**Task set:**
[A] Quote word for word the passage of the game review that begins with the words containing "The big 'innovation'" and ends with "movement? More attacks?".
[B] Gather every line of the records that contains the string "stick", matching case exactly.

**Quoted text:**

= = = = =

Ultimately frustrating and unrealized., April 22, 2002
Reviewer: Lord Chimp from Monkey World
I desperately wanted to like this game. As a strategy RPG, Hoshigami occupies a very niche corner of the video game world. Truthfully, I'm obsessed with strategy RPGs, and I'm always eager to devour new ones (which are rare, you see). Games like Tactics Ogre and Final Fantasy Tactics, two titles which heavily influence Hoshigami, are some of my all-time favorites. I love them for their exciting battles and elaborate character micromanagement systems.

So, when I started up Hoshigami, I was impressed. It looks pretty good (along the lines of Final Fantasy Tactics), the story is interesting, and it seems intelligently designed, intricate, and difficult. I love a challenge. But I was betrayed...as I played further, Hoshigami became a chore, subject to a stupid loophole in the gameplay that made the entire thing quite ridiculous (I will explain below).

The big 'innovation' here is the RAP system. Each character has RAP points, which are consumed by executing actions (movement, attacks, etc.) I can see how a system like this could be applied to enhance the game's strategy, but something went wrong. In the end, the system only empowers certain characters to make an extra attack or move a few more spaces every turn. All that really happens is you end up pressing the button a few more times every turn, which makes already slow battles slower. Oh my. Why not just give a character more movement? More attacks?

Spells appear on little goodies called Coinfeigms. You can equip characters with Coinfeigms, and elective magic is an idea I really like. The number of Coinfeigms to be collected is very impressive, too. However, they are entirely useless. For all the game's difficulty, spells imbued in Coinfeigms are hopelessly underpowered. Further evidence that spells are completely unavailing is found in the fact that as I played through the game, none of my characters were ever slain by an enemy's spell.

In Hoshigami's polytheistic world, your characters develop skills by following a specific god and gaining powers through devotion. Devotion levels rise just like experience levels, so fighting makes you more devoted, getting you more abilities...right? Right. This was a very intriguing idea (unique skills according to different gods), but the developers messed up. Firstly, it takes forever to raise your levels. The stretches between levels are long, long, LONG. Secondly, the skills you earn with higher devotion levels are almost always useless. These two things make the game very difficult.

And I mean VERY difficult. Anyone who plays Hoshigami is sure to get slaughtered several times in the first few battles. The enemies are far more powerful than your team, and you are almost always outnumbered. Plus, if a character dies, he's dead -- resurrection only becomes possible much later in the game. Initially, I was glad for a challenge, but there is a fine line between "challenging" and "morbidly frustrating"...and Hoshigami crosses that line.

= = = = =

**Raw data:**
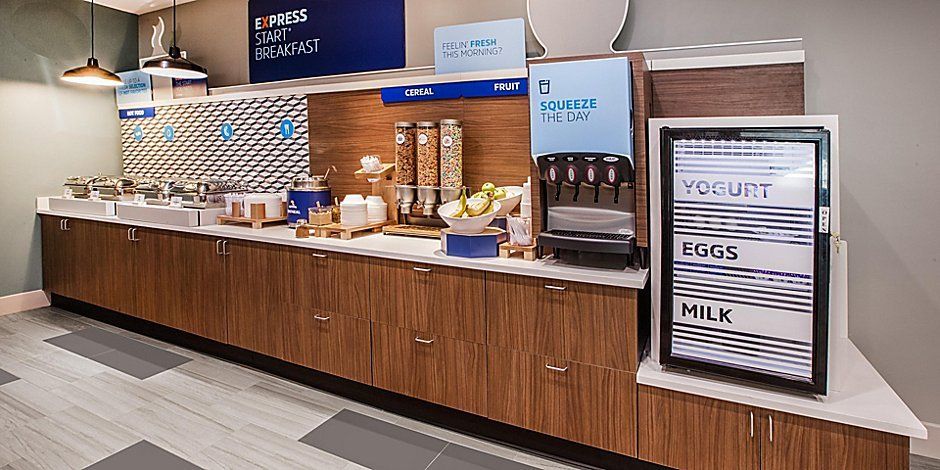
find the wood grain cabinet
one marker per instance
(436, 300)
(587, 323)
(67, 264)
(181, 282)
(256, 296)
(434, 368)
(580, 402)
(691, 432)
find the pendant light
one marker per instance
(91, 73)
(174, 66)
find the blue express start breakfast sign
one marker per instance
(290, 39)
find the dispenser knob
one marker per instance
(591, 175)
(553, 174)
(612, 176)
(571, 174)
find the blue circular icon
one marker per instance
(227, 131)
(287, 129)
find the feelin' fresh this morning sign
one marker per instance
(490, 45)
(290, 39)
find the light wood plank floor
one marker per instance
(66, 411)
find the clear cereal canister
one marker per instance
(428, 154)
(451, 154)
(405, 153)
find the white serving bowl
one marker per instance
(508, 203)
(469, 225)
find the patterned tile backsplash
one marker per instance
(259, 152)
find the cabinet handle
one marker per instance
(770, 419)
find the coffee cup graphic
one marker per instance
(544, 86)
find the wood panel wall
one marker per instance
(348, 125)
(344, 126)
(761, 90)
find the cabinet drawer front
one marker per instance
(696, 433)
(601, 326)
(525, 315)
(579, 402)
(332, 343)
(330, 282)
(585, 323)
(430, 367)
(436, 299)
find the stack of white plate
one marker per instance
(353, 211)
(377, 209)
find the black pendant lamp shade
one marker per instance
(91, 73)
(174, 65)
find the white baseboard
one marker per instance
(23, 301)
(929, 447)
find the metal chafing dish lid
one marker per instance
(204, 186)
(79, 180)
(114, 182)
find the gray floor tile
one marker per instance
(79, 344)
(143, 456)
(129, 364)
(127, 355)
(457, 457)
(6, 377)
(374, 443)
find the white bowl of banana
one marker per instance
(469, 215)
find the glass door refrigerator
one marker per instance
(745, 254)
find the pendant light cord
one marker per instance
(174, 23)
(93, 28)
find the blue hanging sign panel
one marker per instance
(454, 90)
(290, 39)
(137, 113)
(582, 106)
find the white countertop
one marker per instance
(863, 399)
(413, 249)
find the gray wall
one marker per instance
(48, 129)
(875, 64)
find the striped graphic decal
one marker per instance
(743, 240)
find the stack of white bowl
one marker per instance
(353, 211)
(377, 209)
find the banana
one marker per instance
(476, 208)
(461, 206)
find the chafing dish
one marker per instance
(155, 191)
(80, 185)
(108, 187)
(115, 187)
(204, 193)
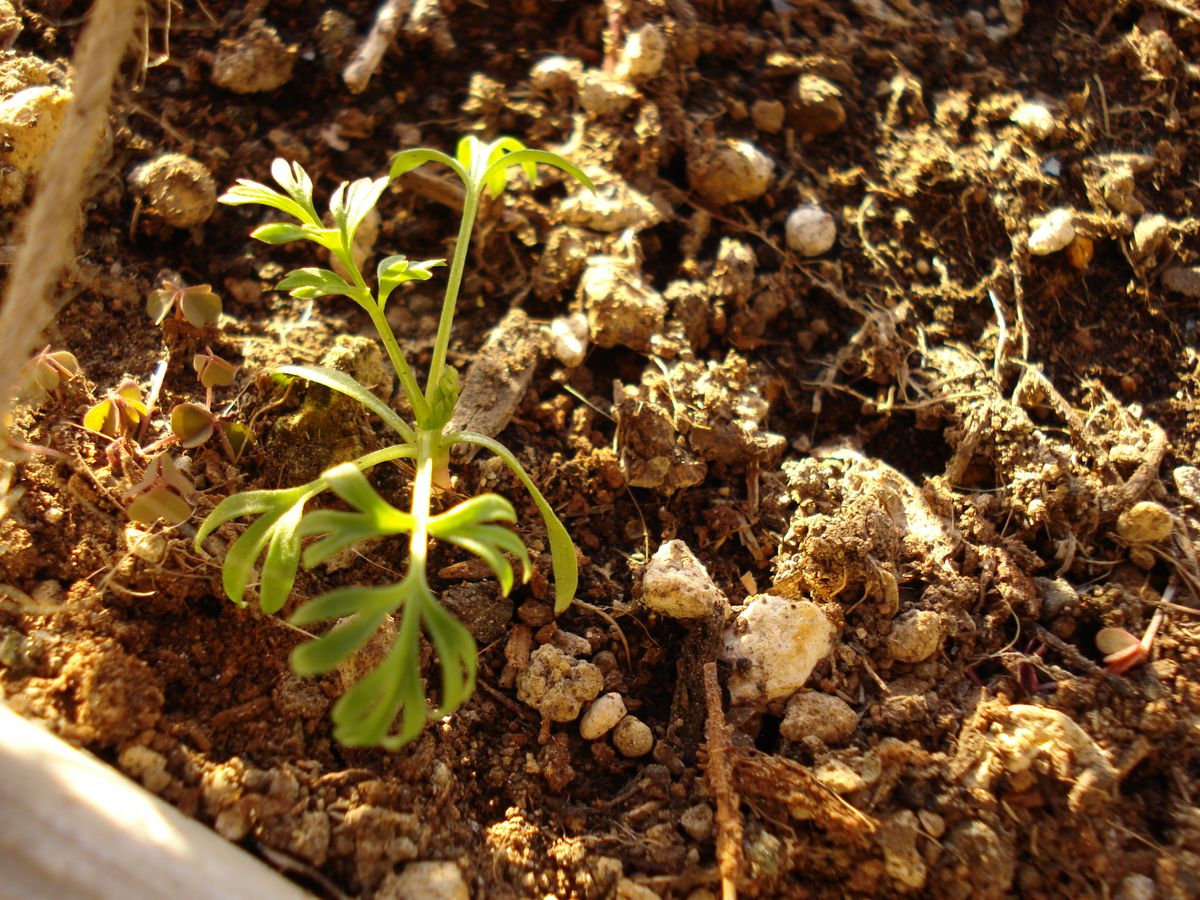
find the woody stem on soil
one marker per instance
(442, 343)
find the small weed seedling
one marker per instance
(365, 714)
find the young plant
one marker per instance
(365, 714)
(162, 492)
(119, 413)
(196, 305)
(195, 424)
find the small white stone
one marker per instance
(556, 72)
(633, 737)
(915, 636)
(177, 189)
(697, 821)
(820, 715)
(1187, 483)
(1145, 522)
(1035, 119)
(1182, 280)
(147, 545)
(1137, 887)
(558, 685)
(1149, 234)
(1053, 232)
(425, 880)
(773, 646)
(730, 172)
(29, 123)
(603, 95)
(569, 339)
(629, 889)
(622, 307)
(811, 229)
(642, 55)
(839, 777)
(601, 717)
(678, 585)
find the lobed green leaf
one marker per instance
(562, 550)
(342, 383)
(408, 160)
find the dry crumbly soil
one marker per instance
(934, 435)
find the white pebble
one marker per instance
(1149, 234)
(1145, 522)
(601, 717)
(678, 585)
(810, 229)
(731, 172)
(642, 55)
(773, 646)
(29, 123)
(177, 189)
(425, 880)
(622, 307)
(915, 636)
(556, 72)
(633, 737)
(558, 685)
(1035, 119)
(697, 821)
(569, 339)
(603, 95)
(1182, 280)
(1053, 232)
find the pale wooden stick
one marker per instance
(47, 243)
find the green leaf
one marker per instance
(160, 503)
(279, 515)
(477, 510)
(527, 157)
(280, 233)
(192, 424)
(456, 653)
(562, 550)
(342, 383)
(352, 203)
(395, 270)
(102, 419)
(295, 181)
(468, 526)
(201, 306)
(336, 645)
(376, 517)
(311, 282)
(443, 400)
(160, 304)
(213, 371)
(409, 160)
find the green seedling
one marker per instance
(162, 493)
(119, 413)
(197, 305)
(195, 424)
(367, 712)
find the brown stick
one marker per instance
(717, 771)
(366, 60)
(47, 243)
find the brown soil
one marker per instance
(925, 370)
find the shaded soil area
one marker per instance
(957, 432)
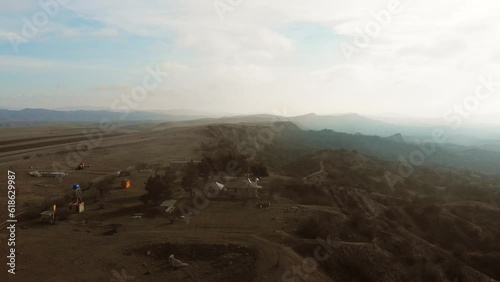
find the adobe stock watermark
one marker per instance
(225, 6)
(126, 103)
(371, 30)
(309, 265)
(39, 20)
(454, 117)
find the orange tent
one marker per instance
(126, 184)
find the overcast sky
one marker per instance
(249, 56)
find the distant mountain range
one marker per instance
(484, 138)
(26, 117)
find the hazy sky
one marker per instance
(281, 56)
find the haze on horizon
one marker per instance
(284, 57)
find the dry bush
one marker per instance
(63, 214)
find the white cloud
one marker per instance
(425, 59)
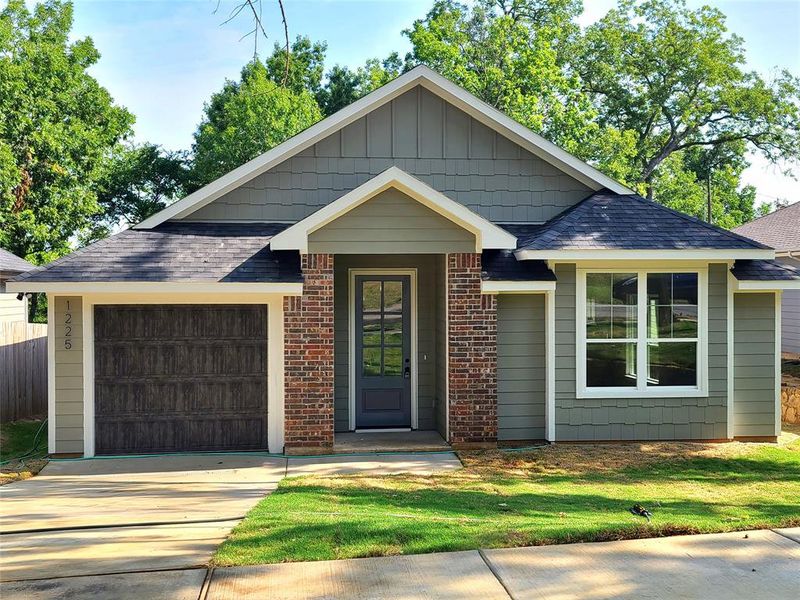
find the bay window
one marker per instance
(640, 333)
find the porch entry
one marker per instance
(383, 366)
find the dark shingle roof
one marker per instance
(764, 270)
(11, 263)
(500, 265)
(780, 229)
(609, 221)
(205, 252)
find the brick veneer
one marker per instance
(308, 360)
(472, 337)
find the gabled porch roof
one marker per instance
(487, 234)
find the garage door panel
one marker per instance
(180, 378)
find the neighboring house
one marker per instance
(416, 261)
(12, 309)
(781, 230)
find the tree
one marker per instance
(674, 79)
(245, 119)
(139, 181)
(57, 126)
(344, 86)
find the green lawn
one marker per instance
(560, 494)
(17, 439)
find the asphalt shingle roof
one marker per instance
(500, 265)
(764, 270)
(11, 263)
(174, 251)
(609, 221)
(780, 229)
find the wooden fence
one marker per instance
(23, 371)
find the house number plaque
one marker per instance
(68, 327)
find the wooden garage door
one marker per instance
(176, 378)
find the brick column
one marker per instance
(308, 360)
(472, 336)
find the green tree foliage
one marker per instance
(245, 119)
(57, 126)
(674, 78)
(139, 181)
(513, 55)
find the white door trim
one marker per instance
(351, 341)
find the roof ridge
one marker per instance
(696, 221)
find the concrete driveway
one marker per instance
(104, 516)
(729, 566)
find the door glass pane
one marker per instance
(392, 295)
(611, 365)
(672, 363)
(371, 296)
(393, 329)
(392, 361)
(372, 330)
(371, 362)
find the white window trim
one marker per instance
(641, 390)
(351, 342)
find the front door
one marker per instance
(383, 351)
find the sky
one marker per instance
(163, 59)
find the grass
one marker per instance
(17, 439)
(554, 495)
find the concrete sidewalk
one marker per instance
(741, 565)
(101, 516)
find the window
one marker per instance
(640, 333)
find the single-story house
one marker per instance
(781, 230)
(12, 307)
(416, 261)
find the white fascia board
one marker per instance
(517, 287)
(487, 234)
(599, 254)
(433, 82)
(156, 287)
(767, 285)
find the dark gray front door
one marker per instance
(383, 351)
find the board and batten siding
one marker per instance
(754, 364)
(790, 315)
(68, 317)
(423, 135)
(426, 330)
(648, 418)
(391, 223)
(521, 371)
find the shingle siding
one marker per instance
(640, 418)
(521, 370)
(426, 137)
(754, 364)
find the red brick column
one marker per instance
(308, 360)
(472, 336)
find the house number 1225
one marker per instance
(68, 328)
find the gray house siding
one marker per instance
(426, 330)
(790, 316)
(426, 137)
(754, 364)
(69, 374)
(640, 418)
(521, 370)
(391, 223)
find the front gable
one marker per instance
(426, 126)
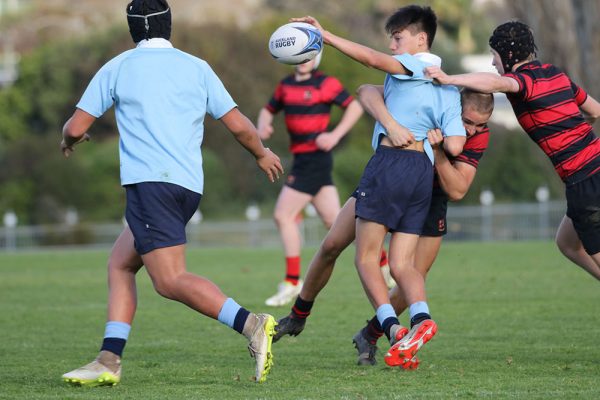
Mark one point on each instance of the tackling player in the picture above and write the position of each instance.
(549, 107)
(394, 192)
(452, 181)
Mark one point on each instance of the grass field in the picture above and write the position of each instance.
(516, 320)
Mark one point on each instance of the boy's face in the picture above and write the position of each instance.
(405, 42)
(497, 61)
(474, 121)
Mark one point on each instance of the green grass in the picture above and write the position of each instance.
(516, 320)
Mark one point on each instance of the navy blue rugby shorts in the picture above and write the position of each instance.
(310, 172)
(583, 207)
(435, 223)
(395, 189)
(157, 213)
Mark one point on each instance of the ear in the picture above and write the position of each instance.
(422, 40)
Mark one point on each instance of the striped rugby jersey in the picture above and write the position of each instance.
(472, 152)
(547, 108)
(307, 107)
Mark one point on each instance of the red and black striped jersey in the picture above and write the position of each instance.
(307, 107)
(547, 107)
(472, 152)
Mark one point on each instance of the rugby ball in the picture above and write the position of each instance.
(295, 43)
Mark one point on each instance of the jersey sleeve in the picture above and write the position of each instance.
(524, 82)
(474, 148)
(99, 94)
(580, 94)
(452, 117)
(275, 104)
(219, 101)
(334, 92)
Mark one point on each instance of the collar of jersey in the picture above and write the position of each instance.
(154, 43)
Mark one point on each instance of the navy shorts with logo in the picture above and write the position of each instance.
(583, 207)
(310, 172)
(435, 222)
(157, 213)
(395, 189)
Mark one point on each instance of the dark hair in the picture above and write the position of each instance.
(514, 43)
(157, 25)
(483, 103)
(414, 18)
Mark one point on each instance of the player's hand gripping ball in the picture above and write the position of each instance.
(295, 43)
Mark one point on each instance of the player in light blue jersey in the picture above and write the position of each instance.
(161, 96)
(394, 192)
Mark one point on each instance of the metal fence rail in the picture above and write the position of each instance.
(524, 221)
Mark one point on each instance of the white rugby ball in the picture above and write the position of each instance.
(295, 43)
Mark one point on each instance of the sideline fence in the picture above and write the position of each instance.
(498, 222)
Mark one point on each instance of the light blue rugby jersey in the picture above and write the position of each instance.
(161, 96)
(419, 105)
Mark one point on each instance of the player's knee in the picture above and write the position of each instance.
(165, 287)
(282, 218)
(331, 249)
(397, 269)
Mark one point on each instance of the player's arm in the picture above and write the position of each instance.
(453, 145)
(351, 115)
(485, 82)
(75, 131)
(590, 109)
(264, 124)
(455, 179)
(246, 134)
(371, 98)
(363, 54)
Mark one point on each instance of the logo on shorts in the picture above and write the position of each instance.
(441, 225)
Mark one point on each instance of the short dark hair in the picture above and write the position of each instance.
(514, 42)
(483, 103)
(414, 18)
(156, 25)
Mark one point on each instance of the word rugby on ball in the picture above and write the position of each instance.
(295, 43)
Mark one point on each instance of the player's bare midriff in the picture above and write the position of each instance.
(416, 146)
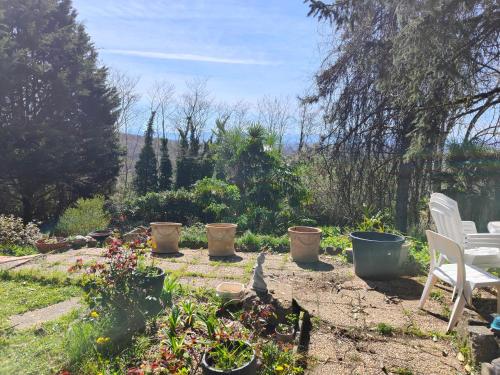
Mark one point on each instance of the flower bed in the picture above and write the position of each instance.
(184, 329)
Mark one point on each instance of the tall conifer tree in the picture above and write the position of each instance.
(146, 173)
(165, 178)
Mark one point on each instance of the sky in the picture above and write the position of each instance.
(246, 49)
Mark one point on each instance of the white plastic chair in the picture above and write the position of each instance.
(462, 277)
(482, 250)
(494, 227)
(468, 229)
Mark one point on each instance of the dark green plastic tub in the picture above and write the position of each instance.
(377, 256)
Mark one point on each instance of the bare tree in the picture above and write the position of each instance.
(161, 97)
(274, 114)
(126, 87)
(193, 111)
(307, 119)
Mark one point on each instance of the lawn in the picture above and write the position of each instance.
(38, 350)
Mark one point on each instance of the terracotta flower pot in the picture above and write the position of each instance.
(304, 243)
(221, 239)
(165, 237)
(249, 368)
(45, 247)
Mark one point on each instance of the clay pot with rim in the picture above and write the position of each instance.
(165, 237)
(221, 239)
(304, 243)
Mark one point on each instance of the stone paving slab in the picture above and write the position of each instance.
(345, 309)
(36, 317)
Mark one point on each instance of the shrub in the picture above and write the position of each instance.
(86, 216)
(17, 250)
(14, 232)
(194, 237)
(333, 236)
(176, 205)
(218, 199)
(256, 242)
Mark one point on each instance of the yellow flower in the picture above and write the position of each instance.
(102, 340)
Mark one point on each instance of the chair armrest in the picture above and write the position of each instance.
(469, 227)
(494, 226)
(482, 240)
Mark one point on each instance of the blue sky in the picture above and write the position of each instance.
(246, 49)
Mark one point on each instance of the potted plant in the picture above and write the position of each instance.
(149, 277)
(285, 332)
(221, 239)
(231, 357)
(44, 245)
(304, 243)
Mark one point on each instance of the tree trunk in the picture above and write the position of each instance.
(27, 208)
(403, 185)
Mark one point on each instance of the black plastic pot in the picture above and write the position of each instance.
(377, 256)
(153, 285)
(248, 369)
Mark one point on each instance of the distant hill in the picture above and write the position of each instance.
(133, 144)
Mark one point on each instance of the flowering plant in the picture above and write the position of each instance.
(14, 232)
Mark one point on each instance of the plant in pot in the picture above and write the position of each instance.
(46, 244)
(285, 332)
(234, 357)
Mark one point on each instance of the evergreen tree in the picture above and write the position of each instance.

= = = = =

**Expected responses:**
[A]
The big 'innovation' here is the RAP system. Each character has RAP points, which are consumed by executing actions (movement, attacks, etc.) I can see how a system like this could be applied to enhance the game's strategy, but something went wrong. In the end, the system only empowers certain characters to make an extra attack or move a few more spaces every turn. All that really happens is you end up pressing the button a few more times every turn, which makes already slow battles slower. Oh my. Why not just give a character more movement? More attacks?

[B]
find the pale wooden stick
find the brown stick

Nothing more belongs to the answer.